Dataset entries
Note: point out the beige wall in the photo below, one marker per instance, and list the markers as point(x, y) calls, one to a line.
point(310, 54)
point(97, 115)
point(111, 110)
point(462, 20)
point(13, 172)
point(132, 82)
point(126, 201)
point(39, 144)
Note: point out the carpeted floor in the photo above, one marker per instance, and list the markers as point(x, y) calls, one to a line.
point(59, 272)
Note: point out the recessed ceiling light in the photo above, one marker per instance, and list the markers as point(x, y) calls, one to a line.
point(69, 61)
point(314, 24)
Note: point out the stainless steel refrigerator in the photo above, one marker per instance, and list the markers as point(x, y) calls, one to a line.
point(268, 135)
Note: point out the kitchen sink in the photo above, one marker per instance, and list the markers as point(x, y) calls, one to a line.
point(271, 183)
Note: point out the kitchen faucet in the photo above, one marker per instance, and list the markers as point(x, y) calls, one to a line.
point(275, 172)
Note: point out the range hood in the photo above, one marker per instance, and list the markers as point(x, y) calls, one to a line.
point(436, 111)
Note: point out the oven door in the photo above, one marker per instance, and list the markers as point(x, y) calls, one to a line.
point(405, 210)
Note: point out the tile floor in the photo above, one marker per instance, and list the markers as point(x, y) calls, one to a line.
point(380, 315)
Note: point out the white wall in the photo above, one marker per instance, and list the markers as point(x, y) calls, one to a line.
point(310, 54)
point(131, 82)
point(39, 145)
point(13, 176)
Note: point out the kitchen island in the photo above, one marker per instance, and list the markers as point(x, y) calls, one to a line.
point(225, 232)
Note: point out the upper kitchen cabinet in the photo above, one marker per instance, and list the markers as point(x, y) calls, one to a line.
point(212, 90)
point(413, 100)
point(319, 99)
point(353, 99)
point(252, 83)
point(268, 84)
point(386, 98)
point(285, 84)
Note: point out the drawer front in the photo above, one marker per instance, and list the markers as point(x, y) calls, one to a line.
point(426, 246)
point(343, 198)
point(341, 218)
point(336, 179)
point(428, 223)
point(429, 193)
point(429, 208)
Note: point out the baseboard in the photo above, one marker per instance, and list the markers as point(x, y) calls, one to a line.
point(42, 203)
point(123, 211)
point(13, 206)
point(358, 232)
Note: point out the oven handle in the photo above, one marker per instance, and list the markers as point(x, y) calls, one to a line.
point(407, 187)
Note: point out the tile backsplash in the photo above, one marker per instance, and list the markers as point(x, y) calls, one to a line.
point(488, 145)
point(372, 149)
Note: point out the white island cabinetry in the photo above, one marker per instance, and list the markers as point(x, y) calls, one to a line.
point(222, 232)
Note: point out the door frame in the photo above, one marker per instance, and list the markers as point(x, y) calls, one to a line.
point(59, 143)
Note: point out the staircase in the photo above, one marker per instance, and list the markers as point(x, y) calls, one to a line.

• What is needed
The data above needs to be repeated exactly, line for line.

• Task answer
Note: point out the beige wall in the photo below, one marker per instance, and list the markers as point(x, y) calls, one to a line.
point(310, 54)
point(97, 115)
point(111, 110)
point(462, 20)
point(13, 172)
point(132, 82)
point(126, 201)
point(39, 144)
Note: point out the carpeted floor in the photo above, one marker per instance, and list the markers as point(x, y) calls, one to a line.
point(59, 272)
Note: point out the recessed ceiling light in the photo above, one marker per instance, and list the markers as point(x, y) calls, one to a line.
point(69, 61)
point(314, 24)
Note: point out the stainless steel refrigerator in the photo above, one marker per instance, and list the markers as point(x, y) calls, one to a line.
point(268, 135)
Note: point out the kitchen sink in the photo above, one marker per instance, and list the markers as point(x, y) calls, one to a line.
point(271, 183)
Note: point out the kitchen faucet in the photo above, one marker per instance, and list the markers as point(x, y) calls, one to a line.
point(275, 172)
Note: point out the range hood in the photo above, one marker per instance, and list the markers as point(x, y) calls, one to a line.
point(436, 111)
Note: point out the oven door in the photo above, one marker per instance, and list the markers as point(x, y) calls, one to a line.
point(405, 210)
Note: point out the tile floor in the photo above, one marker per instance, and list the markers as point(x, y) calls, one to a line.
point(380, 315)
Note: point out the white wall in the photo above, one marker per instance, and list the markers as point(x, y) calls, one to a line.
point(310, 54)
point(131, 82)
point(39, 145)
point(13, 176)
Note: point out the kitchen island in the photo above, one marker per instance, and list the markers as point(x, y) calls, one to a line.
point(225, 232)
Note: point out the upper kitchen cabinet in the photo above, one marker per instance, and list the markers as point(x, y) calls, one to a line.
point(212, 90)
point(413, 100)
point(319, 99)
point(353, 99)
point(252, 83)
point(268, 84)
point(386, 98)
point(285, 84)
Note: point out the drawer front in the photo above, one marker per instance, and list the markers as point(x, y) calls, one to a line.
point(426, 246)
point(343, 198)
point(341, 218)
point(336, 179)
point(428, 223)
point(429, 193)
point(429, 208)
Note: point out the baseboard in the photo above, one marker per instance, and list the markers as point(x, y) calls, one to a line.
point(42, 203)
point(123, 211)
point(13, 206)
point(358, 232)
Note: point out the oven handle in the photo above, one marker per instance, and list the markers as point(x, y) calls, one to a line.
point(407, 187)
Note: point out the tile backsplash in the photo above, one marker per instance, and list the markers as point(x, y) calls, one to a line.
point(488, 145)
point(372, 149)
Note: point out the white island cabinetry in the photo above, one marker per instance, and list the markers as point(x, y) calls, one to a line.
point(222, 232)
Note: point out the door frame in the photo above, one marker per instance, and list the markers as point(x, y) calls, one to a line.
point(59, 143)
Note: point out the staircase in the photo above, one marker per instance, and list the markers as point(x, y) calls, one to a line.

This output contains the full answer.